[Start of Attachment]
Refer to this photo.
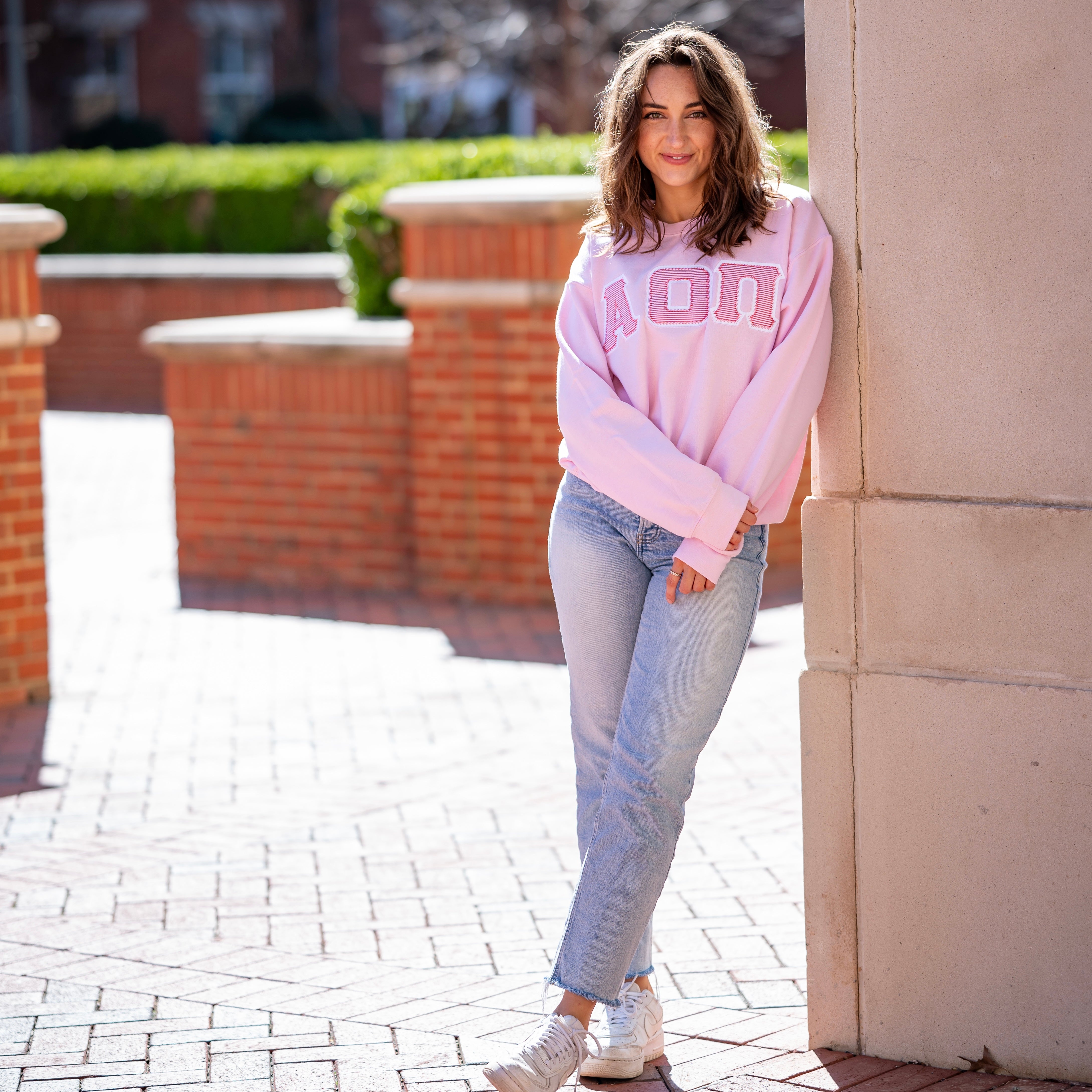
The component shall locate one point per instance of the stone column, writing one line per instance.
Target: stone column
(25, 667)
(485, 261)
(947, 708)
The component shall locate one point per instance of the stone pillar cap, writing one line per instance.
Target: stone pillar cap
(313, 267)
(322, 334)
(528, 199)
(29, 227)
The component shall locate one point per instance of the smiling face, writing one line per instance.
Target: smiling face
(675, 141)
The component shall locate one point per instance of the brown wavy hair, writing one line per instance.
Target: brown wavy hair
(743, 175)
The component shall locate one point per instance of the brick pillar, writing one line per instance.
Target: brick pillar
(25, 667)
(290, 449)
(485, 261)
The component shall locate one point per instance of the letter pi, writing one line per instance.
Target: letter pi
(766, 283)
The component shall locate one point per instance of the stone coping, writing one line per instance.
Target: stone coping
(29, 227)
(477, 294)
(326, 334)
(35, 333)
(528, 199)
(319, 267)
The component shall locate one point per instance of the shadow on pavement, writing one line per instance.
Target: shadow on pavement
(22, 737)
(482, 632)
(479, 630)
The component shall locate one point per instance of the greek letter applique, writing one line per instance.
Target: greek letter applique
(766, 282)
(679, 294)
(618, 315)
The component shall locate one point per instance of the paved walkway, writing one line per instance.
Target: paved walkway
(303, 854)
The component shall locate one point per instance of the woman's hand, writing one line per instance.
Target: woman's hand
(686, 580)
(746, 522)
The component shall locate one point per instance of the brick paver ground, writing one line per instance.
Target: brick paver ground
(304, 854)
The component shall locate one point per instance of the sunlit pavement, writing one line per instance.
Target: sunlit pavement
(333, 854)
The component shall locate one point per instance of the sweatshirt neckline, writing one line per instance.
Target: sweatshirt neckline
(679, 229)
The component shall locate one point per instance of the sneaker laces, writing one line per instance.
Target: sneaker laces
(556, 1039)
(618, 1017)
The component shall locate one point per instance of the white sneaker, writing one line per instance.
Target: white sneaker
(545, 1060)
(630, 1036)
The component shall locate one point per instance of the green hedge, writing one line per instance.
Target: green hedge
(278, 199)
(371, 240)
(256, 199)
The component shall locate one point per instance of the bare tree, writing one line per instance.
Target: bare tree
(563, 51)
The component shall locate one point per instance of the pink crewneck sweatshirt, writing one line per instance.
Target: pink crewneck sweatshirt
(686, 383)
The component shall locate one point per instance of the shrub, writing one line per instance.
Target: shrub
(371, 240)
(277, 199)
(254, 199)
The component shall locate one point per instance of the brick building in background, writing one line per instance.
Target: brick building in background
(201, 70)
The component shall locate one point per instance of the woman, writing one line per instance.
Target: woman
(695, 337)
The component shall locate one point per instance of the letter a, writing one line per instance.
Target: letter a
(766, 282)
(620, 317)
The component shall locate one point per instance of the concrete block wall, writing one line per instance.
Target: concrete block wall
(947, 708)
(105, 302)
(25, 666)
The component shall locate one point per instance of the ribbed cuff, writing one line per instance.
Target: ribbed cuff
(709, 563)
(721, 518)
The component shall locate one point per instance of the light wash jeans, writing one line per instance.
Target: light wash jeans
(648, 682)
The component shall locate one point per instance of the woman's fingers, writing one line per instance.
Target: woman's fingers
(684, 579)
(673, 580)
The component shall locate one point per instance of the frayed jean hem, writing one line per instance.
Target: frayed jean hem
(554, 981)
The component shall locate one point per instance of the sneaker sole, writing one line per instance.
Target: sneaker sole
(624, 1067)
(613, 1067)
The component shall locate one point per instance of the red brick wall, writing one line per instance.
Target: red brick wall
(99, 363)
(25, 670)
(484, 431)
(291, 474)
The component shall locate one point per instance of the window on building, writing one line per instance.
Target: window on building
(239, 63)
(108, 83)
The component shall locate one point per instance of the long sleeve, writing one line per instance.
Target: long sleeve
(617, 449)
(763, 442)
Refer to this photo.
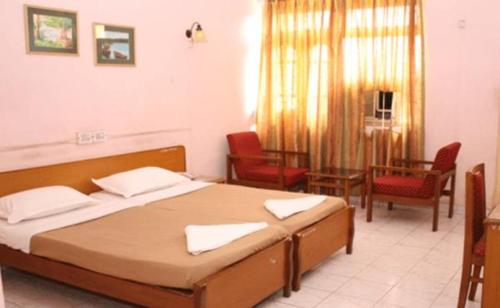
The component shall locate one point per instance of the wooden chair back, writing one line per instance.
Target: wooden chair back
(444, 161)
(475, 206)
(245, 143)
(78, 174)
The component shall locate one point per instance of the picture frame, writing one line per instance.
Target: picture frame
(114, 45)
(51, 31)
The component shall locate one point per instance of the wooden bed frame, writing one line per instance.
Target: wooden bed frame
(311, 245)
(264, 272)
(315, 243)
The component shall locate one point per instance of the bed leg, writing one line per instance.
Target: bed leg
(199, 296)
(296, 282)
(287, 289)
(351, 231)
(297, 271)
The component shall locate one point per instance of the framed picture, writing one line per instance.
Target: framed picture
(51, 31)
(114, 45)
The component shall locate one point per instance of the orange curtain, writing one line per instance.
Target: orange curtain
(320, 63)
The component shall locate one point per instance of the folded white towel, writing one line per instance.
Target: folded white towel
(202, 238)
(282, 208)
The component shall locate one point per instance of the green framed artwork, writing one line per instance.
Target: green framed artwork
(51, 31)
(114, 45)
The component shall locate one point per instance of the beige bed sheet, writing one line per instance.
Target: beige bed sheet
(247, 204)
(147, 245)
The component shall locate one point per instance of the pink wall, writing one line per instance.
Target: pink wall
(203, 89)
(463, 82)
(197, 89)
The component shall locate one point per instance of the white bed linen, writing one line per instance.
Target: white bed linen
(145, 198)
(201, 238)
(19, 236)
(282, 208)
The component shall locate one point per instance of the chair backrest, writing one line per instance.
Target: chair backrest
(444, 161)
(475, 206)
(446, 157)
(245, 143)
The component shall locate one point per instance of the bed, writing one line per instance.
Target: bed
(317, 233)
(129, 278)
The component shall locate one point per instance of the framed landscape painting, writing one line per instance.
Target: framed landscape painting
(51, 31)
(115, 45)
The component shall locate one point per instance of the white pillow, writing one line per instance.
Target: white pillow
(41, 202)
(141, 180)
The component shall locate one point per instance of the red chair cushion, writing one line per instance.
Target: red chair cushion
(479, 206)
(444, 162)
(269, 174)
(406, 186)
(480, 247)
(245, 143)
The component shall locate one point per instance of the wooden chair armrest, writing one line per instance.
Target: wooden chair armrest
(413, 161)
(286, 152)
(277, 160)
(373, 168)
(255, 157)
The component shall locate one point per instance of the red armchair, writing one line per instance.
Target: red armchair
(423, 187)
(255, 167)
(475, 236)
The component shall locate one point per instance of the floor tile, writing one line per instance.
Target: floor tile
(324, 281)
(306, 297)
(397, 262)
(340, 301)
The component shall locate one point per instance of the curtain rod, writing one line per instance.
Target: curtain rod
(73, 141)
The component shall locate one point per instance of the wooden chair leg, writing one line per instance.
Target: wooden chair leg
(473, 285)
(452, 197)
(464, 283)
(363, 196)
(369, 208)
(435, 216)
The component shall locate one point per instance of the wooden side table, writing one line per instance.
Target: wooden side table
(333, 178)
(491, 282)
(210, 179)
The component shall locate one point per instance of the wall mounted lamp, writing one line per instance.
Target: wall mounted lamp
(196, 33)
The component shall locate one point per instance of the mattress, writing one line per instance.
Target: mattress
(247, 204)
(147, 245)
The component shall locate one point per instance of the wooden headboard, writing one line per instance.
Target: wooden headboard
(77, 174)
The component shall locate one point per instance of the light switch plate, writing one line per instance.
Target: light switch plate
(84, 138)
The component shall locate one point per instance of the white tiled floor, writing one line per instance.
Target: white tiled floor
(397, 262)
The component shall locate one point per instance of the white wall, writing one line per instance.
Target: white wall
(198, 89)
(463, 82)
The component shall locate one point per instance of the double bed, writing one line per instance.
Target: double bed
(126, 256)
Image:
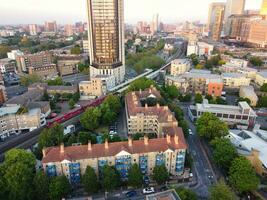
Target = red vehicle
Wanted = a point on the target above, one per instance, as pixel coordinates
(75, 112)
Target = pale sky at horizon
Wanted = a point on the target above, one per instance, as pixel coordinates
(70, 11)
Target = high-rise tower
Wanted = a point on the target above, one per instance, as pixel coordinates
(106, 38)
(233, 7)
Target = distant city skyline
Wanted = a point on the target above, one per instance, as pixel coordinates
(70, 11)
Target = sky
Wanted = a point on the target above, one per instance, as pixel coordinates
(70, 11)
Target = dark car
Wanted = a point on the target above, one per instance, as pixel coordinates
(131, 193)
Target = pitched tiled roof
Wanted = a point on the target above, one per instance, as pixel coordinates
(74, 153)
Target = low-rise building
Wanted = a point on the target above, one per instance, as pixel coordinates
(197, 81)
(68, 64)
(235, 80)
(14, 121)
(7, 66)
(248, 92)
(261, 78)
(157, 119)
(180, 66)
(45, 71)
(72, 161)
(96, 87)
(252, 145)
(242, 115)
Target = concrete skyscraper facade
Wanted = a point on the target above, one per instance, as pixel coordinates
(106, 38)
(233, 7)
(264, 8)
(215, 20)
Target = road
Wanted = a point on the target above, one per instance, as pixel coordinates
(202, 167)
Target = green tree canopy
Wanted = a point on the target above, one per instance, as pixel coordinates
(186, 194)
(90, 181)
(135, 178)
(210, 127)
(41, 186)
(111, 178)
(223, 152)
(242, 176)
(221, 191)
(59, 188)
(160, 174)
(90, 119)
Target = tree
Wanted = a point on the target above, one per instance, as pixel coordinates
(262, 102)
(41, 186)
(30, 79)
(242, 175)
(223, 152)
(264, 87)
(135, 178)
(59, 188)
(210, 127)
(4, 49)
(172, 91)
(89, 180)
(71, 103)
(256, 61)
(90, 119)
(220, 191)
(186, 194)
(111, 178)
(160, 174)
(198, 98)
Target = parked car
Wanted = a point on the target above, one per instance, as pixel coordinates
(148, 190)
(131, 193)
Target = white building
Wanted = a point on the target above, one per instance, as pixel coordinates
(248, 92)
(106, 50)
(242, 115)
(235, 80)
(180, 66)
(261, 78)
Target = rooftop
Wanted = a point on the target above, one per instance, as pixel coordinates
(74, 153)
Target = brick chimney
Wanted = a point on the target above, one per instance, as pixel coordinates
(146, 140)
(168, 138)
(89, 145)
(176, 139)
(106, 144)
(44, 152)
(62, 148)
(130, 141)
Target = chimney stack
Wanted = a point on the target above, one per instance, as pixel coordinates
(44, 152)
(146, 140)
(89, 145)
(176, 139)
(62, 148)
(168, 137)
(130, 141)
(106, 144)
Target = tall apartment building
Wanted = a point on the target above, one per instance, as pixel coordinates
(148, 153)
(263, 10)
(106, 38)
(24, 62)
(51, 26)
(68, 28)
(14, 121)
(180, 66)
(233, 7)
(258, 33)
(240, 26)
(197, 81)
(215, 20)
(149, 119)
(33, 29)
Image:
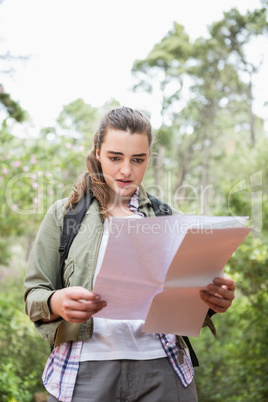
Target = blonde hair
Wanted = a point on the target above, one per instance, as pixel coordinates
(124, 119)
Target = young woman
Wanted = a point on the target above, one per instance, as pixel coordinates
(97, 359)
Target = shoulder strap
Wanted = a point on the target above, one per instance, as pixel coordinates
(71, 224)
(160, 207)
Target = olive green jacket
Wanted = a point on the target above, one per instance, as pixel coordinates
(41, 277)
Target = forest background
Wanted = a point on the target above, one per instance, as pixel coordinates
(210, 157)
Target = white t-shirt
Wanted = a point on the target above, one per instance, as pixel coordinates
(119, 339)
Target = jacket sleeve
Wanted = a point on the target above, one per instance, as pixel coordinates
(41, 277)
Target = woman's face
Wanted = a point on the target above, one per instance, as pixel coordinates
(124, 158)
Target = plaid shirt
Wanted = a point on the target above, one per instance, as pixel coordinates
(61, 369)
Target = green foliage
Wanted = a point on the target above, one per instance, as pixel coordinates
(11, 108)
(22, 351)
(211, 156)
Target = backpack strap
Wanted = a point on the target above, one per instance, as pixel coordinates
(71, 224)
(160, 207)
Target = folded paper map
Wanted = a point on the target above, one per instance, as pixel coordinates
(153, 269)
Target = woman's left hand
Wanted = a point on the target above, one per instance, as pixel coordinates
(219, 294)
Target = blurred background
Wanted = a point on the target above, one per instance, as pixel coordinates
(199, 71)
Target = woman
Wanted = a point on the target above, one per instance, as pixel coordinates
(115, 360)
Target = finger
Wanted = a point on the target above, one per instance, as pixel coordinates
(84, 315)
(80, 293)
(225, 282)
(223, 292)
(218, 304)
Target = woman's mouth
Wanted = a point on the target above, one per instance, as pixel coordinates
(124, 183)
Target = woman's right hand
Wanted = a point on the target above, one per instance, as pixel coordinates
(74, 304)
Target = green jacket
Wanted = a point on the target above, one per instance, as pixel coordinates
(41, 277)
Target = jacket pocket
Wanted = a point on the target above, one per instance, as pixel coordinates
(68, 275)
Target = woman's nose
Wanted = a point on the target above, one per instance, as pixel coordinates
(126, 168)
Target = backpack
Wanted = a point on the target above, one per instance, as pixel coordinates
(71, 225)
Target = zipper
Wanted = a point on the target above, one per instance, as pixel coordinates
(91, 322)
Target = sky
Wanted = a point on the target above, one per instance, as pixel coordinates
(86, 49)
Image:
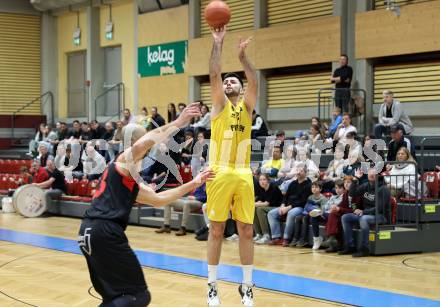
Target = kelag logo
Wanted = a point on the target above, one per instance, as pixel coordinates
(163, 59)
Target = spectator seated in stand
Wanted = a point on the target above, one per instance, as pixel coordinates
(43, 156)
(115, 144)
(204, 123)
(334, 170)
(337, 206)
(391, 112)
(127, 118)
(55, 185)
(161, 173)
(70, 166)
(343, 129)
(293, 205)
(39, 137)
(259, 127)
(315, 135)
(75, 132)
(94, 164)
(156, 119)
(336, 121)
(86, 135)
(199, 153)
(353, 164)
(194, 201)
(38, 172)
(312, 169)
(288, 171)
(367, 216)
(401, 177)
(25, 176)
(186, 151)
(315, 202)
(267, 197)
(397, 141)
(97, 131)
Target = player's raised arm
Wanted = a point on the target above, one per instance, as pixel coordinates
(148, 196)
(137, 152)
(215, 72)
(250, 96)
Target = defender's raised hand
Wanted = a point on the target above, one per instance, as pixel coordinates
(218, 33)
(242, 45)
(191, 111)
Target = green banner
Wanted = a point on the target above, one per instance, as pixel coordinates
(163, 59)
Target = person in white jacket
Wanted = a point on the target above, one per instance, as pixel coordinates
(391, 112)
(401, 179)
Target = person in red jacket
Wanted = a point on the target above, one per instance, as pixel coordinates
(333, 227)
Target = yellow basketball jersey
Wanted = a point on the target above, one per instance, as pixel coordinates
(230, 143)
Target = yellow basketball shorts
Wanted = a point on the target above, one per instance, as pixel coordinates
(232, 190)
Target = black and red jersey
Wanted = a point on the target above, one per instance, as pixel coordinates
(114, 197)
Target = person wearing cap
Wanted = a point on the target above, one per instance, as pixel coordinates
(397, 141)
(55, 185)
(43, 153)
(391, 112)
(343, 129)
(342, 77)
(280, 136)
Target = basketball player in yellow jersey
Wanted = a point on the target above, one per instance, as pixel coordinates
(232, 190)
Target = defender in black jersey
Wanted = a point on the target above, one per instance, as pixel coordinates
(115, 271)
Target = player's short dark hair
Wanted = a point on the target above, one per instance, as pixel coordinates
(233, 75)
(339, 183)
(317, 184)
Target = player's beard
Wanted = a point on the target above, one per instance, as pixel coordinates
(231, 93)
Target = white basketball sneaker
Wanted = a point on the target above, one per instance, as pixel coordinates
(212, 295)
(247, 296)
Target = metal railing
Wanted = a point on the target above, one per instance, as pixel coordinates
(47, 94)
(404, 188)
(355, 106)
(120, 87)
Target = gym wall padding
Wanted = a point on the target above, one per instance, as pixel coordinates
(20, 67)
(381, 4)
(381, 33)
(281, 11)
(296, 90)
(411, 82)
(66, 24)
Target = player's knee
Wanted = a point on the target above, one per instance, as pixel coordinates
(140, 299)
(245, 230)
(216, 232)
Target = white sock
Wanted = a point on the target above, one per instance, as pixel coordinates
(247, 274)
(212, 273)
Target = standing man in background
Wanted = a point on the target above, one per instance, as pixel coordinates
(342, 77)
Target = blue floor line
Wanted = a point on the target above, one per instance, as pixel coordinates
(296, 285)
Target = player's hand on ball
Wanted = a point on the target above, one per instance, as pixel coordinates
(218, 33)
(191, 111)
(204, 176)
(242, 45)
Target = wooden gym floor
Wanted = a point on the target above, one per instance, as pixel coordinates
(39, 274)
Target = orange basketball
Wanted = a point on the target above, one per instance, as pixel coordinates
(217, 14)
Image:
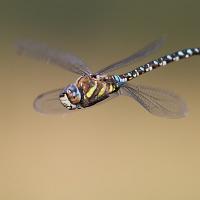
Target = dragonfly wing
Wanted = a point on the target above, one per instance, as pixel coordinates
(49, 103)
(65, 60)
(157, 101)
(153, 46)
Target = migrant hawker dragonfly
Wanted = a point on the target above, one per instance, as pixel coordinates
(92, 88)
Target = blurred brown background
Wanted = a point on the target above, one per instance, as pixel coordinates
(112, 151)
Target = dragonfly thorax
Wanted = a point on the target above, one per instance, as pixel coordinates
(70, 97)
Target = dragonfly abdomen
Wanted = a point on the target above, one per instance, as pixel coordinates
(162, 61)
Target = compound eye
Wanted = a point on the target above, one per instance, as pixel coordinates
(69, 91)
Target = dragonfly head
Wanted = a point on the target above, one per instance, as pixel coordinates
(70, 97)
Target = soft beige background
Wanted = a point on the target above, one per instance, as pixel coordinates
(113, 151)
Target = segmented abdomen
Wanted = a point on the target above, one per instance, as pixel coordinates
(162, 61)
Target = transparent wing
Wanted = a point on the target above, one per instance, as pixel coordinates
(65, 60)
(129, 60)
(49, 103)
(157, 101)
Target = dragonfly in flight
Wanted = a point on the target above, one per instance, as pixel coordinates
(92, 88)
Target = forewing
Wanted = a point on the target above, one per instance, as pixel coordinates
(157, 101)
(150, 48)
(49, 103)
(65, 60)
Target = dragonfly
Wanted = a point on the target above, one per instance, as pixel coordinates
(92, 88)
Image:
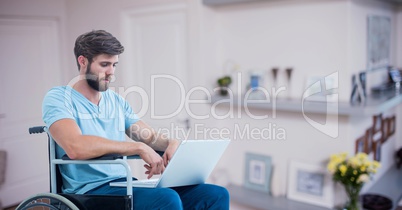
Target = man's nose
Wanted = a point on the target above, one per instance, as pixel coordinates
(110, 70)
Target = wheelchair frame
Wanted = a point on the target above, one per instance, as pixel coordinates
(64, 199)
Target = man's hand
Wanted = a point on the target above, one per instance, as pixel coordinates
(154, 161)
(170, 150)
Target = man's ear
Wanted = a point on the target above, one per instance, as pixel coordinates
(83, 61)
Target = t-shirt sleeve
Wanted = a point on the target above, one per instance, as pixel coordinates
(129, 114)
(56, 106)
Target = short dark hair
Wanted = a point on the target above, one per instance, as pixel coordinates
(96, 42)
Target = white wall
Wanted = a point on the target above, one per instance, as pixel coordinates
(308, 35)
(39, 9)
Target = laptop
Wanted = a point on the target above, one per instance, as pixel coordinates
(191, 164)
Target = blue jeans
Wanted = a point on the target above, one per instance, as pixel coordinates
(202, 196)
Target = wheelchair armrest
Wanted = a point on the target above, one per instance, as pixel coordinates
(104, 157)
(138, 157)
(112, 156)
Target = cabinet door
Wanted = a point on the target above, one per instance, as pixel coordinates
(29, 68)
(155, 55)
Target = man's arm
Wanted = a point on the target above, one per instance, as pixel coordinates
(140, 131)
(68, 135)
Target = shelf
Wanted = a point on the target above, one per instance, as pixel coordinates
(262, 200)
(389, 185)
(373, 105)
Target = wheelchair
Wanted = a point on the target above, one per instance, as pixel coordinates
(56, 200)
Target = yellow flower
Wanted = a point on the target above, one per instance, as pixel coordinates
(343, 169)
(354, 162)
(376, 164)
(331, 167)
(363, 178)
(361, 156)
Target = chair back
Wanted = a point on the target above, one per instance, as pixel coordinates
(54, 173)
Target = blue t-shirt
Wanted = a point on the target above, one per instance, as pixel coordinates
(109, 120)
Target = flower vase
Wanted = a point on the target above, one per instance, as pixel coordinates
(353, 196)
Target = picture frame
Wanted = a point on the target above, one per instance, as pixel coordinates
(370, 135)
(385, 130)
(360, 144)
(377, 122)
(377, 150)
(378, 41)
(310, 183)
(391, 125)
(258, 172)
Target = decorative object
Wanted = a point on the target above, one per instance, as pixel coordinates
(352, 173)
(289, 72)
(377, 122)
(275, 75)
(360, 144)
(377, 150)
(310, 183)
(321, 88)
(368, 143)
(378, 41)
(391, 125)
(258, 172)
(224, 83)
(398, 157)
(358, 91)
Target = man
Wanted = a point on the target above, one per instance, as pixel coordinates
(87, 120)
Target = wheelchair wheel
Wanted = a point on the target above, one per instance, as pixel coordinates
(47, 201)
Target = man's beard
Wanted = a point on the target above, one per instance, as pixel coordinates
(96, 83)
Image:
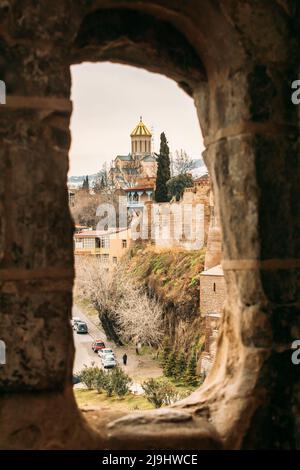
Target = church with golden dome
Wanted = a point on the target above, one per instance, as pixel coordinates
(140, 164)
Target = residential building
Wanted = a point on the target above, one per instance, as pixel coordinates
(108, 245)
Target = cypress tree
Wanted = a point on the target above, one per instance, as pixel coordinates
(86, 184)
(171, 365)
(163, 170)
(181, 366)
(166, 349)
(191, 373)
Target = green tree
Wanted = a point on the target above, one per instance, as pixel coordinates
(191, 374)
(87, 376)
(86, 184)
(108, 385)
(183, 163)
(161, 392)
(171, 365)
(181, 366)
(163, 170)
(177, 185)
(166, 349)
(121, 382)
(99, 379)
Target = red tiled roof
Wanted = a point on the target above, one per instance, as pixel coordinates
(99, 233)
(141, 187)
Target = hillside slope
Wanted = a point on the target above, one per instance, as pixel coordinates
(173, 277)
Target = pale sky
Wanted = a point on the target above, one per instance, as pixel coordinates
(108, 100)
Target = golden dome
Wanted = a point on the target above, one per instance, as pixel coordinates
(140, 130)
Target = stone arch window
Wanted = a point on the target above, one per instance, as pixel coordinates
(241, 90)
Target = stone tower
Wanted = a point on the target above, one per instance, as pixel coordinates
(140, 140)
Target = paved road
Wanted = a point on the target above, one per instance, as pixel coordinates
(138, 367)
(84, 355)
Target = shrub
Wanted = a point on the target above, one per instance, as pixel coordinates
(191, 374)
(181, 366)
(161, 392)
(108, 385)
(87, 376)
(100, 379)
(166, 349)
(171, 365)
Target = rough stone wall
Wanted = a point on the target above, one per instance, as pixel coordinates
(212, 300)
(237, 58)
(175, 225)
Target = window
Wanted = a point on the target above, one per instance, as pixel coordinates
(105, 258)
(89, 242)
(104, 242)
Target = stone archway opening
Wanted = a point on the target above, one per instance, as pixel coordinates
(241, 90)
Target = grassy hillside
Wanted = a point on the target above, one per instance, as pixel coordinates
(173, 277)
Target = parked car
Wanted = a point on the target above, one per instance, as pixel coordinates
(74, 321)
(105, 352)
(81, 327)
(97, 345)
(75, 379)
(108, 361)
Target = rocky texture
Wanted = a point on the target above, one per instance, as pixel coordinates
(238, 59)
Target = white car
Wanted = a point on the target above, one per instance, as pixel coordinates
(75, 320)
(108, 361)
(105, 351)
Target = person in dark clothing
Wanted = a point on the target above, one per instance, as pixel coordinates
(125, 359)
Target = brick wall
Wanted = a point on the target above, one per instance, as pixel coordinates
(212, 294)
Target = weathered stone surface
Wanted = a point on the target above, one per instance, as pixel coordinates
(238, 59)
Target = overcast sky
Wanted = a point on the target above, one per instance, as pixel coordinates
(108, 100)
[End of Attachment]
-- Required action --
There is a run of lines above from the one with "Target = wheelchair frame" to the one with "Target = chair back"; print exactly that run, both ends included, and nothing else.

-- Answer to this task --
Target = wheelchair frame
Wanted = a point on the target above, one per instance, as pixel coordinates
(64, 199)
Target = man's hand
Wanted = a point on the target above, one per instance, as pixel coordinates
(154, 161)
(170, 150)
Target = man's ear
Wanted = a point on the target above, one per instance, as pixel coordinates
(83, 61)
Target = t-shirt sleeve
Wanted = a point on the target above, one per instance, as pixel coordinates
(129, 114)
(56, 106)
Target = short dark hair
Wanted = a point on the target above, one per instance, as pixel coordinates
(96, 42)
Target = white wall
Wanted = a point on the target above, one per instance, as pixel coordinates
(308, 35)
(39, 9)
Target = laptop
Wanted = a point on the target above, one per instance, as pixel coordinates
(191, 164)
Target = blue jeans
Wanted = a point on the target above, one per instance, as pixel coordinates
(202, 196)
Target = wheelchair armrest
Wanted = a point on the target above, one per instance, as pixel coordinates
(104, 157)
(138, 157)
(112, 156)
Target = cabinet door
Wanted = a point on the target above, one per instance, as pixel coordinates
(29, 68)
(155, 55)
Target = man's arm
Wanted = a point on the target above, one per instance, as pixel coordinates
(140, 131)
(68, 135)
Target = shelf
Wanted = a point on the target above, one per instance, as pixel coordinates
(262, 200)
(389, 185)
(373, 105)
Target = wheelchair
Wanted = a point on the target above, one per instance, as pixel coordinates
(56, 200)
Target = yellow flower
Wanted = a point on the target above, one per instance, as pixel coordinates
(343, 169)
(354, 162)
(376, 164)
(331, 167)
(363, 178)
(361, 156)
Target = chair back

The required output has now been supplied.